__Goal__
Put every line of the listing below, from the line containing "--find wooden table surface --in" down to and including the line containing "[0,0,1344,896]", into a Markdown table with the columns Row and Line. Number the rows, skip blank lines, and include no other lines.
╔══
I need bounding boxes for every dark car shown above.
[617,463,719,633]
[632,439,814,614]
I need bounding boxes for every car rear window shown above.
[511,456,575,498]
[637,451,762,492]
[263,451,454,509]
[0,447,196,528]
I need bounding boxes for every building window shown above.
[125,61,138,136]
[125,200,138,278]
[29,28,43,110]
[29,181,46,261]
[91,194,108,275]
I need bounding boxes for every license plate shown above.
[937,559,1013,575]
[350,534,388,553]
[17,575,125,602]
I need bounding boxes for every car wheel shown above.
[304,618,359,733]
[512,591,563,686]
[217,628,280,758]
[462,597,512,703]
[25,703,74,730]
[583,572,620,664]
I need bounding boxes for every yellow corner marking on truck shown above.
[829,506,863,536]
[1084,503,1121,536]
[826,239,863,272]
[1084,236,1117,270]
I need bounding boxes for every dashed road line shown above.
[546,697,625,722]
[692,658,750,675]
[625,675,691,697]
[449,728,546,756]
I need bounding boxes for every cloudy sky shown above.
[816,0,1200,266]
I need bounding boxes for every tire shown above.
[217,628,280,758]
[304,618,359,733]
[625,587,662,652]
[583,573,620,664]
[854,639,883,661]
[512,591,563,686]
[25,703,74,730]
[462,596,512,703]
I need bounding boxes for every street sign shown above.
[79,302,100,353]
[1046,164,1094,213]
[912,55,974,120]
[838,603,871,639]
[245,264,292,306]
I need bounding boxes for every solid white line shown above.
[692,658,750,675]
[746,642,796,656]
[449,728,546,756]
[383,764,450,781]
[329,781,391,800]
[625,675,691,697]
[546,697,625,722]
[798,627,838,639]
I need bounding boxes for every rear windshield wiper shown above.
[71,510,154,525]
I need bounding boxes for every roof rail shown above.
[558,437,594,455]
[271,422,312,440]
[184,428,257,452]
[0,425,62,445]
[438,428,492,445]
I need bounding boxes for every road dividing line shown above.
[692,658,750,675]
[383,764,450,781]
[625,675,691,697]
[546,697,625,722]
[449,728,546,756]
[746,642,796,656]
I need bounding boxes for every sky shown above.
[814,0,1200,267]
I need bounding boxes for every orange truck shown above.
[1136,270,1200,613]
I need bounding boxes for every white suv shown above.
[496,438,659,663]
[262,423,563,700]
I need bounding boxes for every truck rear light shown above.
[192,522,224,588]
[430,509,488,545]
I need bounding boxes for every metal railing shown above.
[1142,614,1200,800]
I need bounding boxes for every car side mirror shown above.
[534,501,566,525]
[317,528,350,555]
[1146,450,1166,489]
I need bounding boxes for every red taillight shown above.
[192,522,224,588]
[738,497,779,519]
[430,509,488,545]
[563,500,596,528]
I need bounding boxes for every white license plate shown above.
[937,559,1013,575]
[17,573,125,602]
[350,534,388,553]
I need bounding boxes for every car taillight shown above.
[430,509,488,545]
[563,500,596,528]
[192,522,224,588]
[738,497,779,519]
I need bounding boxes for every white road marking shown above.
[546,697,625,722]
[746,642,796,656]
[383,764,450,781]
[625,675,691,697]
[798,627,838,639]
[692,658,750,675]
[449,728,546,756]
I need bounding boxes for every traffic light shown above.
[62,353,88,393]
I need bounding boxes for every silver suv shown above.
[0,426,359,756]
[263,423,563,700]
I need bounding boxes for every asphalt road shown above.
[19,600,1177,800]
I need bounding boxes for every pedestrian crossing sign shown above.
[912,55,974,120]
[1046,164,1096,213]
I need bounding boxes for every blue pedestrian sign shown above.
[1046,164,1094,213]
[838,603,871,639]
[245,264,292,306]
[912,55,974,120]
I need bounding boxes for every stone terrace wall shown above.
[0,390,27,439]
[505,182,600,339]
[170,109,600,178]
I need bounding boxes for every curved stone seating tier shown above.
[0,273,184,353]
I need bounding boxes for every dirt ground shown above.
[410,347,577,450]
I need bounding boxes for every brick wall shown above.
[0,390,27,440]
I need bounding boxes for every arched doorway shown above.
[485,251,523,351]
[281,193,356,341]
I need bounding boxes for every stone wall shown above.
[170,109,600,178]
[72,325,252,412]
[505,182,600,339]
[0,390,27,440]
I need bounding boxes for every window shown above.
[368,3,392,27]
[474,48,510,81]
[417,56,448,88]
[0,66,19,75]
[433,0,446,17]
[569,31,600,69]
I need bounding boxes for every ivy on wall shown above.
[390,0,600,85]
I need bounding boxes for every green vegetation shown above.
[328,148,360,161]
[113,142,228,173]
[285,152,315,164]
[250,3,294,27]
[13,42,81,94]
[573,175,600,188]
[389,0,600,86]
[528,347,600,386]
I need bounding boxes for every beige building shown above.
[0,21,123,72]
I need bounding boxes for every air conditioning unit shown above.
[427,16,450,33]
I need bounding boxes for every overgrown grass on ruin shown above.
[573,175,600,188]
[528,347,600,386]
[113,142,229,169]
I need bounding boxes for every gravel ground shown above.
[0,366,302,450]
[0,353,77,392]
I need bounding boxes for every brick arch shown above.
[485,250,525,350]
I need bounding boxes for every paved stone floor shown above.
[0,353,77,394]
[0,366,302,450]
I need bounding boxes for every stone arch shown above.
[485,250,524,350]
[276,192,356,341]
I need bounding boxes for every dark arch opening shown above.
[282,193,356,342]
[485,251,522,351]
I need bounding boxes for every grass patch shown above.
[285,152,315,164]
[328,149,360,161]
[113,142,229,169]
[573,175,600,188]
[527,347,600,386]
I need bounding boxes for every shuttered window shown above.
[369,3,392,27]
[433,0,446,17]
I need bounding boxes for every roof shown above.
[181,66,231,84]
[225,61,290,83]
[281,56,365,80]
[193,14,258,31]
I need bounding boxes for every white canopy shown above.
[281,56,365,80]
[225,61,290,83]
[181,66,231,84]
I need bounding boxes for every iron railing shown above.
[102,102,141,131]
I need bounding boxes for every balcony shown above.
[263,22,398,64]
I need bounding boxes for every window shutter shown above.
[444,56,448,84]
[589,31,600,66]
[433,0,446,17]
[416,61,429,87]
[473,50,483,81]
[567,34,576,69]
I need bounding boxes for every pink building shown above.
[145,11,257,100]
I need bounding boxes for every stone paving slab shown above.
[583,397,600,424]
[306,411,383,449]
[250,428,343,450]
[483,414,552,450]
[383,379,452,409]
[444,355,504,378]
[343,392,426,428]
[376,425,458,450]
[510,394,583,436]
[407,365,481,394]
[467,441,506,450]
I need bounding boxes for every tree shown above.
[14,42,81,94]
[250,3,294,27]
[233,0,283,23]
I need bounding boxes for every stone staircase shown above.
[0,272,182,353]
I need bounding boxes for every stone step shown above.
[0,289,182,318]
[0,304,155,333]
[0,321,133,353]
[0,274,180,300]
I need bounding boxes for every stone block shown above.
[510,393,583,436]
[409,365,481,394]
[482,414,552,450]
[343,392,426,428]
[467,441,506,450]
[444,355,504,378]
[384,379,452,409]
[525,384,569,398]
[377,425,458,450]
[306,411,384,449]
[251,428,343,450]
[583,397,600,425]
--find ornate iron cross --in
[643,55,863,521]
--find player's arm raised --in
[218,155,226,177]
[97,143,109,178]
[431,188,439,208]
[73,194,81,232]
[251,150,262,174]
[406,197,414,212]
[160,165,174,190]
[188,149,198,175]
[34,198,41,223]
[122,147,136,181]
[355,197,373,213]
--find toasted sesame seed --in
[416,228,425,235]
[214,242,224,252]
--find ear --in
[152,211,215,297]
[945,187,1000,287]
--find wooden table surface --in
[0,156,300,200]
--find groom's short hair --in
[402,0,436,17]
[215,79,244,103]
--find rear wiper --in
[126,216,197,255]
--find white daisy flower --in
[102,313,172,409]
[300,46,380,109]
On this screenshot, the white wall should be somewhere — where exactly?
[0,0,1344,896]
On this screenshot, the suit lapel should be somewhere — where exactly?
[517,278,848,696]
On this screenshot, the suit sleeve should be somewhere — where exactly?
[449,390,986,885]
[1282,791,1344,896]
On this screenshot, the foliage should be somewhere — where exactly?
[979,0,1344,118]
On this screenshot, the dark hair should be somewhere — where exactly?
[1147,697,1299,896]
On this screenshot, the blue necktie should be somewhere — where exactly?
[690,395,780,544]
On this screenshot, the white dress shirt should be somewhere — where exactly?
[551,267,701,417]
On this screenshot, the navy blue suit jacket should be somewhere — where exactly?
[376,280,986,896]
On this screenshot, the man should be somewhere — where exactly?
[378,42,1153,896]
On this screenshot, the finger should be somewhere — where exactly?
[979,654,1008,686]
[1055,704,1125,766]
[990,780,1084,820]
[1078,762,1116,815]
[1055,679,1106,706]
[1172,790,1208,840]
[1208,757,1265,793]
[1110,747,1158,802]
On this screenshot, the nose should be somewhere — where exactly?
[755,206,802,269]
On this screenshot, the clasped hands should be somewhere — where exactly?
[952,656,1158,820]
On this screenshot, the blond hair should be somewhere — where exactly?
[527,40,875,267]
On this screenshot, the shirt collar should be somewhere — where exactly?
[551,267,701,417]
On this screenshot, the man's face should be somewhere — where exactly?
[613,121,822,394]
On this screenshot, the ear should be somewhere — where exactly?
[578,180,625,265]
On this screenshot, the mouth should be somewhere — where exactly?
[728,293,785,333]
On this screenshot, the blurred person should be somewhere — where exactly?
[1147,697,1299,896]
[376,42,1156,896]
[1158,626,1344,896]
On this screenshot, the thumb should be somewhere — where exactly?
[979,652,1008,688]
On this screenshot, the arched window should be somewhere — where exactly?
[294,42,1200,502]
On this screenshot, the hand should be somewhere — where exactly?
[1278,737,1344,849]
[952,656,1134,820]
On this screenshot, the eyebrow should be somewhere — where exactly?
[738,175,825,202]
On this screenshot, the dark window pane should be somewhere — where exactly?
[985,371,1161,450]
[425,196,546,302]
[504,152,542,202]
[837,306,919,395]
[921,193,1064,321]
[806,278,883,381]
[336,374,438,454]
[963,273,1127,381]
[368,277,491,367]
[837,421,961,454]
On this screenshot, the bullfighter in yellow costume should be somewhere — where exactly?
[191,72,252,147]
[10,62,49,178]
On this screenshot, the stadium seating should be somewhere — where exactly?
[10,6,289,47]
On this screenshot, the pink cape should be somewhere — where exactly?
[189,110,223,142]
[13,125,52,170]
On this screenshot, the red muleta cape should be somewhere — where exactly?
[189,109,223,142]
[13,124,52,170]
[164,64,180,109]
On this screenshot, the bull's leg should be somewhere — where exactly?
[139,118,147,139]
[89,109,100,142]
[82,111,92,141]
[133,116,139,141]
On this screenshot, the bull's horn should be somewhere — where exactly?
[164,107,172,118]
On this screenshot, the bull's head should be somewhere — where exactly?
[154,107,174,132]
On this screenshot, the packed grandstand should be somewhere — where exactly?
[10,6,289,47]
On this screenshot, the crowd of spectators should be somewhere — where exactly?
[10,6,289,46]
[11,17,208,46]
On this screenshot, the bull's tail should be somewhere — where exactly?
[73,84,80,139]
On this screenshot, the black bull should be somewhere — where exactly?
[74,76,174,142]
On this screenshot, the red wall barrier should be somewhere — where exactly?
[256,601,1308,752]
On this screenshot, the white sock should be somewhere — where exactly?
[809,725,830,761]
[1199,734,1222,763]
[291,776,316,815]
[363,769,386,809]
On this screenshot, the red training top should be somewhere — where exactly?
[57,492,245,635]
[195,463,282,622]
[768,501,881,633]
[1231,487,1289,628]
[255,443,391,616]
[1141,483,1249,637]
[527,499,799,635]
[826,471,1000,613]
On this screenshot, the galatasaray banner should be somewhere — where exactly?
╚══
__Result__
| Row | Line |
|---|---|
| 1 | --find wooden table surface --in |
| 2 | [0,156,300,200] |
| 3 | --find groom's short hair --in |
| 4 | [402,0,436,17] |
| 5 | [215,79,244,103] |
| 6 | --find rear wiper --in |
| 7 | [126,216,197,255] |
| 8 | --find white daisy flower --in |
| 9 | [102,313,172,409] |
| 10 | [300,46,380,109] |
| 11 | On this screenshot, the white wall should be somewhere — where exactly? |
| 12 | [0,0,1344,896] |